* TEXT:
· · · · · · ·

Interpreting Thabo Mbeki’s various African initiatives

Thabo Mbeki’s speech last Saturday morning at the UN is the highest-profile opportunity yet for the South African leader to plead for a permanent Security Council seat for Africa. He’s already been told that two seats–his first prize (presumably to go to Nigeria and SA)–are out of the question, and if one is granted it will be without a veto.

Still, everyone seems worried about Africa’s health and welfare these days. If you have an open mind and regularly read the Financial Times–or for me, its South African subsidiary Business Day–you would have seen notice of a “Millennium Africa Recovery Plan” (from mid-2000 to mid-2001) a “New African Initiative” (from July-October 2001) and now a “New Partnership for Africa’s Development” (Nepad), launched in Abuja, Nigeria by several African heads of state led by Mbeki on October 23.

They’re actually the same thing, but for various reasons–including the Afrikaans translation of the acronym “naai,” i.e., being “fucked over”–the name has evolved. Everyone supports the Nepad; though frankly, very few of its supporters know what the warmed-over Washington Consensus strategy means or how to defend it, especially against the charge of hypocrisy that its sponsors logically attract.

Somehow, though, it’s trendy to make gurgling sounds about how Africa needs special elite attention these days. The European Union just endorsed Nepad, and the World Trade Organisation meeting in Doha from November 9-14 will echo with the alleged urgency for Africa to get more access to international markets, especially in agriculture.

Of course, progressive Africans protest fervently against the unfair terms of trade that would still prevail during and after a new Doha Round, even if Europe and the US opened the doors a bit.

Not on the agenda for WTO change is the corporate-dominated structure of world commodity trade, worsening biopiracy, the straightjacket of intellectual property rights, the voracious General Agreement on Trade in Services plus related pressure to privatise water and liberalise finance, amongst other aspects of the commodification of daily life which Africa as a continent simply cannot afford.

More globalisation is the answer? No thanks, the past two decades have seen a 35% reduction in the terms of trade values of African exports versus imports, because all Third World countries have been ordered to become export platforms, driving prices down and trade volumes up. The equation no longer makes any sense.

· · · · · · ·

* WORK INSTRUCTIONS:
1) In the piece on Thabo Mbeki's African initiatives, where and on what date was the New Partnership for Africa's Development launched?
2) Rewrite the stretch of the piece on Thabo Mbeki's African initiatives from "They’re actually the" through "especially in agriculture.", putting "EU" in place of "European Union".

[Stored data]
· · · · · · ·

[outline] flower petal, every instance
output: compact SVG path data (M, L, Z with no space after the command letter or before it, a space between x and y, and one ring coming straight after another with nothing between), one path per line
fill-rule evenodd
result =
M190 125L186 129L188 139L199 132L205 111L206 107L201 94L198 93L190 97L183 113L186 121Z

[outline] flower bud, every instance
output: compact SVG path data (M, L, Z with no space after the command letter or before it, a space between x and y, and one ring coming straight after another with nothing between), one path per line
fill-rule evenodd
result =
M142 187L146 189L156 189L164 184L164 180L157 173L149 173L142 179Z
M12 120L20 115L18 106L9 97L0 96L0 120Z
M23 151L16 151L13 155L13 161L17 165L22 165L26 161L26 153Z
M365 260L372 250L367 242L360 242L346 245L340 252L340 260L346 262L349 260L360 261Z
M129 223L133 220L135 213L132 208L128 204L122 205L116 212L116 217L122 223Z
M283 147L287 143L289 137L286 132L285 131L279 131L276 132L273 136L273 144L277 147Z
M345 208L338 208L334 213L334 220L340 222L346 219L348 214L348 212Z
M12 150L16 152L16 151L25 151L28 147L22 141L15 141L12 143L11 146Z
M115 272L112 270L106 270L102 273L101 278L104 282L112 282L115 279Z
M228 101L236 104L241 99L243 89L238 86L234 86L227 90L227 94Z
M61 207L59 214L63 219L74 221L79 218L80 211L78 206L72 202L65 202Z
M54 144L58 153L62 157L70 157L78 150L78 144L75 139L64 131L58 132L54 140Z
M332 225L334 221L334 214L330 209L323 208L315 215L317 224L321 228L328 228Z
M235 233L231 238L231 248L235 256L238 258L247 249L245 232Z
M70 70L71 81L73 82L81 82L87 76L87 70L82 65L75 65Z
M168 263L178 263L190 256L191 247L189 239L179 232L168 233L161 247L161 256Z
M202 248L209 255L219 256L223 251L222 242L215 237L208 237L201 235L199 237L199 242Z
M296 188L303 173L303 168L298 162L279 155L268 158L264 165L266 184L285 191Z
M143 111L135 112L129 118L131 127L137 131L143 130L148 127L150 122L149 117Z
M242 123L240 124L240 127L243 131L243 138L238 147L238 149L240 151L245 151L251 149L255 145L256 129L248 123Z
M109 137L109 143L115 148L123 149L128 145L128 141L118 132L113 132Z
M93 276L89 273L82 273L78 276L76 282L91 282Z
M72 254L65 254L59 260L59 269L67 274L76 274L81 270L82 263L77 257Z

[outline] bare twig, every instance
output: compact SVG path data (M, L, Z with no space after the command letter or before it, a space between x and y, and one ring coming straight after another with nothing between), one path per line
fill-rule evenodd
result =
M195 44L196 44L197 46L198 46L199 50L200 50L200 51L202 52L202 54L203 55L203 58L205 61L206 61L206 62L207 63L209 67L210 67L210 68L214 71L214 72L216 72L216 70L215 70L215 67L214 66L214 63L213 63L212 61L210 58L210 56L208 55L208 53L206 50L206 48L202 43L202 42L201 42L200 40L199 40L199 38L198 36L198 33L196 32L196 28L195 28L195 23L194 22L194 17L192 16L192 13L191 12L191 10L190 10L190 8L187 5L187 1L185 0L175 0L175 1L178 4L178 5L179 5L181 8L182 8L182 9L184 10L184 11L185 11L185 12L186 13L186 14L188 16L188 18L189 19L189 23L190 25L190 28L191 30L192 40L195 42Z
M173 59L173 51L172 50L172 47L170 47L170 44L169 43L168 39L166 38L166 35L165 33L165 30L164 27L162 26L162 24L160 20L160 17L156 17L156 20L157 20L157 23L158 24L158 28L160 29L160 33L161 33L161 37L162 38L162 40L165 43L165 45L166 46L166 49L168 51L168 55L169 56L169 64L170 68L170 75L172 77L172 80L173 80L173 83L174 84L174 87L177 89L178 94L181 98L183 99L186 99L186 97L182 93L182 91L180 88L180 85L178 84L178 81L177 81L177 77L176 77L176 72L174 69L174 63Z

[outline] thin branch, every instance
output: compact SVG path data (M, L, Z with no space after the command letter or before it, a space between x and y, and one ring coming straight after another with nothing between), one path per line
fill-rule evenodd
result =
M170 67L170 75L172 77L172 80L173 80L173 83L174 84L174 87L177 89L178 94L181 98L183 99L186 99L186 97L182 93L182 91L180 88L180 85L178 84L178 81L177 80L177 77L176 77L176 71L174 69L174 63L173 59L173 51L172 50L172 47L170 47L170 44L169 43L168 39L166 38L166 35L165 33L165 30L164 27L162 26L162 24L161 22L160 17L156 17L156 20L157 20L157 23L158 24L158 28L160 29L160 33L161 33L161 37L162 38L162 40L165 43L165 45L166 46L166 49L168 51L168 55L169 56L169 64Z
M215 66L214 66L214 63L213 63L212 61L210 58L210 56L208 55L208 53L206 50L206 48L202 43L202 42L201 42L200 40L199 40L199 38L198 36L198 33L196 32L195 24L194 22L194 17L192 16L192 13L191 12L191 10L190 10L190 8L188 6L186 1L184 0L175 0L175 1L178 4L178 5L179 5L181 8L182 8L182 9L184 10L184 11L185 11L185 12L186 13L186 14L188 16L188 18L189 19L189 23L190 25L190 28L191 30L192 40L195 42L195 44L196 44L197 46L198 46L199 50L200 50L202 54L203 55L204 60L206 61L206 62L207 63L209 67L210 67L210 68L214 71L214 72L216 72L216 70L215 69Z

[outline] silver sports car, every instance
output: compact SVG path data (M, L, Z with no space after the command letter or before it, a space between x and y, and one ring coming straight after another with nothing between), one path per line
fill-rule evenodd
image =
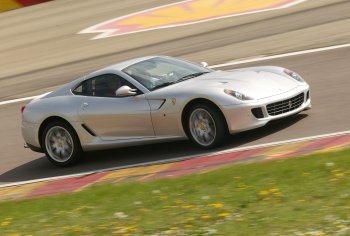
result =
M98 70L22 107L26 146L55 165L84 151L189 138L202 148L228 134L311 108L309 85L266 66L215 71L167 56Z

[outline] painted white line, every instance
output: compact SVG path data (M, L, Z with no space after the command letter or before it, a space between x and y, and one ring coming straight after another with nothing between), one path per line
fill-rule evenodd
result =
M209 67L214 69L214 68L220 68L220 67L226 67L226 66L252 63L252 62L267 61L267 60L272 60L272 59L277 59L277 58L298 56L298 55L309 54L309 53L324 52L324 51L330 51L330 50L347 48L347 47L350 47L350 43L334 45L334 46L329 46L329 47L322 47L322 48L314 48L314 49L308 49L308 50L296 51L296 52L290 52L290 53L284 53L284 54L278 54L278 55L273 55L273 56L258 56L258 57L253 57L253 58L249 58L249 59L235 60L235 61L230 61L230 62L223 63L223 64L212 65ZM37 96L32 96L32 97L24 97L24 98L3 101L3 102L0 102L0 106L35 99L35 98L40 97L40 96L43 96L43 95L37 95Z
M56 177L50 177L50 178L42 178L42 179L35 179L35 180L29 180L29 181L16 182L16 183L9 183L9 184L0 185L0 188L20 186L20 185L24 185L24 184L38 183L38 182L52 181L52 180L59 180L59 179L83 177L83 176L92 175L92 174L96 174L96 173L103 173L103 172L115 171L115 170L120 170L120 169L128 169L128 168L140 167L140 166L160 165L160 164L189 160L192 158L200 158L200 157L204 157L204 156L214 156L214 155L247 151L247 150L258 149L258 148L274 147L274 146L280 146L280 145L289 144L289 143L297 143L297 142L318 140L318 139L323 139L323 138L331 138L331 137L337 137L337 136L342 136L342 135L347 135L347 134L350 134L350 130L343 131L343 132L336 132L336 133L303 137L303 138L296 138L296 139L290 139L290 140L284 140L284 141L278 141L278 142L264 143L264 144L252 145L252 146L241 147L241 148L231 148L231 149L227 149L227 150L219 151L219 152L207 152L207 153L201 153L201 154L196 154L196 155L171 158L171 159L166 159L166 160L144 162L144 163L140 163L140 164L125 165L125 166L119 166L119 167L111 167L111 168L82 172L82 173L78 173L78 174L62 175L62 176L56 176Z
M32 96L32 97L17 98L17 99L13 99L13 100L3 101L3 102L0 102L0 106L11 104L11 103L23 102L23 101L34 99L36 97L37 96Z
M341 45L334 45L334 46L329 46L329 47L323 47L323 48L307 49L307 50L297 51L297 52L289 52L289 53L273 55L273 56L258 56L255 58L249 58L249 59L244 59L244 60L235 60L235 61L231 61L231 62L227 62L227 63L223 63L223 64L213 65L213 66L210 66L210 68L219 68L219 67L225 67L225 66L241 65L241 64L251 63L251 62L267 61L267 60L272 60L272 59L292 57L292 56L298 56L298 55L316 53L316 52L324 52L324 51L335 50L335 49L340 49L340 48L347 48L347 47L350 47L350 43L341 44Z
M81 30L80 32L78 32L78 34L99 33L97 36L93 37L91 40L102 39L102 38L108 38L108 37L114 37L114 36L120 36L120 35L126 35L126 34L134 34L134 33L139 33L139 32L145 32L145 31L150 31L150 30L167 29L167 28L173 28L173 27L179 27L179 26L186 26L186 25L204 23L204 22L208 22L208 21L225 19L225 18L242 16L242 15L256 14L256 13L262 13L262 12L267 12L267 11L274 11L274 10L279 10L279 9L292 7L294 5L297 5L297 4L300 4L302 2L305 2L306 0L290 0L289 3L286 2L284 4L281 4L281 5L275 6L275 7L266 7L266 8L263 8L263 9L250 10L250 11L246 11L246 12L236 12L236 13L222 15L222 16L211 16L211 14L209 14L207 17L203 17L204 19L197 19L197 20L195 20L195 19L190 17L187 20L180 20L180 21L176 21L175 20L174 22L170 22L170 23L167 22L167 23L164 23L164 24L159 24L158 26L153 26L153 27L148 27L148 28L138 28L139 26L142 26L143 24L145 24L145 22L144 22L145 20L143 20L142 22L137 22L137 21L134 20L132 24L127 24L125 22L122 23L123 21L125 21L127 19L130 19L132 17L145 15L147 13L149 13L151 15L153 14L152 18L161 22L162 18L164 18L164 15L163 15L164 13L160 13L160 16L158 16L158 18L157 18L157 13L154 13L154 11L161 10L161 9L166 9L168 7L173 7L173 6L178 6L179 9L182 9L182 8L186 8L185 5L191 4L191 2L197 2L197 1L198 0L184 0L184 1L181 1L181 2L175 2L175 3L171 3L171 4L158 6L158 7L155 7L155 8L150 8L150 9L146 9L146 10L143 10L143 11L131 13L129 15L117 17L117 18L114 18L114 19L107 20L107 21L104 21L102 23L99 23L97 25L90 26L90 27L88 27L86 29ZM225 2L225 0L221 1L221 2ZM219 3L219 4L221 4L221 3ZM234 4L234 3L231 3L231 5L232 4ZM191 6L187 6L187 7L188 8L192 8ZM211 10L213 10L215 12L216 9L214 7L214 8L211 8ZM212 13L212 12L210 12L210 13ZM193 14L194 13L189 14L188 16L192 16L193 17ZM202 12L202 14L205 14L205 12ZM183 18L183 17L186 17L186 15L185 16L182 15L180 18ZM145 19L145 16L143 16L143 19ZM167 18L167 20L168 19L169 18ZM113 26L111 26L111 25L113 25ZM139 25L139 26L137 26L135 28L136 25ZM127 30L125 32L125 29L128 28L128 27L130 28L130 30Z

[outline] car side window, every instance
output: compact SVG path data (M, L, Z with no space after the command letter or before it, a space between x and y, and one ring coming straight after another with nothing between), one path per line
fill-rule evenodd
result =
M99 75L83 81L72 92L75 95L93 97L116 97L115 92L122 86L135 88L131 83L115 74Z

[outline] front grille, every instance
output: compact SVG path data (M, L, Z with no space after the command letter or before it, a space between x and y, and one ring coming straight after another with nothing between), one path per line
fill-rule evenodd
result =
M258 119L264 118L264 114L262 112L261 107L253 108L252 113L255 116L255 118L258 118Z
M301 93L290 99L268 104L266 108L270 116L277 116L277 115L297 109L303 104L303 102L304 102L304 93Z

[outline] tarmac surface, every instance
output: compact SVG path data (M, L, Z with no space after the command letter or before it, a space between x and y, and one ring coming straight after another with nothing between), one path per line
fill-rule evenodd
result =
M108 39L89 40L93 35L77 34L102 21L170 2L174 1L58 0L2 13L0 101L47 92L95 69L143 55L163 54L214 65L350 43L348 0L306 1L278 11ZM343 48L240 65L278 65L297 71L311 85L313 108L233 135L216 151L349 130L349 59L350 48ZM44 155L22 148L20 107L25 103L0 106L0 183L202 153L181 141L91 152L77 166L56 168Z

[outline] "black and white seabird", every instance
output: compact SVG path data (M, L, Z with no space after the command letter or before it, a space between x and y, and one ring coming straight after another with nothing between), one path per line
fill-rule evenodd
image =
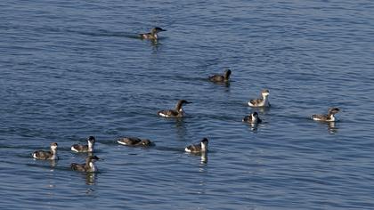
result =
M191 153L199 153L199 152L207 152L207 139L204 138L201 140L201 142L199 144L191 144L186 148L184 148L184 150L186 152Z
M149 147L153 146L154 143L150 141L149 139L140 139L137 137L124 137L117 140L117 142L126 146L142 146L142 147Z
M263 90L261 92L262 99L252 99L248 101L249 107L270 107L269 103L269 90Z
M142 39L150 39L150 40L157 40L159 38L158 33L161 31L167 31L166 29L162 29L159 27L153 28L150 33L145 34L139 34L140 37Z
M71 150L76 152L93 152L95 141L94 137L90 136L87 140L88 145L74 144L71 146Z
M313 115L311 118L313 120L322 122L335 122L337 121L335 114L337 114L339 111L340 109L338 108L333 107L329 109L327 115Z
M184 115L184 111L183 109L183 104L191 103L185 100L179 100L175 105L175 109L168 109L168 110L160 110L157 114L159 117L182 117Z
M260 117L258 117L258 113L257 112L253 112L248 116L244 117L244 118L242 119L243 122L247 122L247 123L251 123L251 124L257 124L257 123L262 123L263 121L260 119Z
M215 83L227 83L230 79L230 75L232 74L232 70L226 69L224 72L224 75L213 75L208 77L211 82Z
M51 150L37 150L32 153L32 157L36 159L58 159L57 157L57 143L51 143Z
M85 158L85 164L76 164L70 165L71 169L78 172L97 172L97 167L94 166L94 161L100 159L97 156L90 156Z

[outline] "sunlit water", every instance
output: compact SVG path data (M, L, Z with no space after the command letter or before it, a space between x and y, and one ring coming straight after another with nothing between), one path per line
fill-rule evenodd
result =
M371 1L4 0L0 20L0 208L373 208ZM156 115L179 99L185 118ZM89 135L100 173L71 171ZM201 162L183 148L203 137ZM31 158L53 141L59 161Z

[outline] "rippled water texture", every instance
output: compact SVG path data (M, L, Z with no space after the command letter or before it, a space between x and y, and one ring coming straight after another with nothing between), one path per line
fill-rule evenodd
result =
M371 1L3 0L0 20L0 208L373 208ZM156 115L179 99L185 118ZM89 135L100 173L71 171ZM203 137L202 162L183 148ZM59 161L31 158L53 141Z

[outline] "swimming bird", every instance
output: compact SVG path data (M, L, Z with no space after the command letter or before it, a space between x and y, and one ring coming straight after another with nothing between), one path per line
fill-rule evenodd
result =
M224 75L213 75L208 77L211 82L215 83L223 83L223 82L229 82L230 75L232 74L232 70L226 69L224 72Z
M159 117L182 117L184 116L183 105L187 104L187 103L192 103L192 102L189 102L185 100L179 100L175 105L175 109L160 110L157 114Z
M51 143L51 150L37 150L32 153L32 157L36 159L58 159L57 157L57 143Z
M262 123L263 121L258 117L257 112L253 112L248 116L244 117L242 119L243 122L251 123L251 124L256 124L256 123Z
M140 139L137 137L124 137L117 140L117 142L126 146L152 146L153 142L149 139Z
M157 35L159 32L161 31L167 31L166 29L162 29L159 27L153 28L150 33L145 34L139 34L140 37L142 39L151 39L151 40L157 40L159 38L159 36Z
M90 136L87 140L88 145L74 144L71 146L71 150L76 152L93 152L95 141L94 137Z
M269 90L263 90L261 92L262 99L252 99L248 101L249 107L270 107L269 103Z
M85 164L76 164L70 165L71 169L78 172L97 172L97 167L94 166L94 161L99 160L97 156L90 156L85 158Z
M199 153L199 152L207 152L207 139L204 138L201 140L201 142L199 144L191 144L186 148L184 148L184 150L186 152L191 153Z
M311 118L317 121L335 122L337 118L334 115L339 111L340 109L338 108L333 107L329 109L327 115L313 115Z

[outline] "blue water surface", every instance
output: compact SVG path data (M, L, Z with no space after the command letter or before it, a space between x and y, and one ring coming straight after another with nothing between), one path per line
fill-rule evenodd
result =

· · · · · · ·

* PER-TASK OUTPUTS:
1) It was launched in Abuja, Nigeria, on October 23.

2)
They’re actually the same thing, but for various reasons–including the Afrikaans translation of the acronym “naai,” i.e., being “fucked over”–the name has evolved. Everyone supports the Nepad; though frankly, very few of its supporters know what the warmed-over Washington Consensus strategy means or how to defend it, especially against the charge of hypocrisy that its sponsors logically attract.

Somehow, though, it’s trendy to make gurgling sounds about how Africa needs special elite attention these days. The EU just endorsed Nepad, and the World Trade Organisation meeting in Doha from November 9-14 will echo with the alleged urgency for Africa to get more access to international markets, especially in agriculture.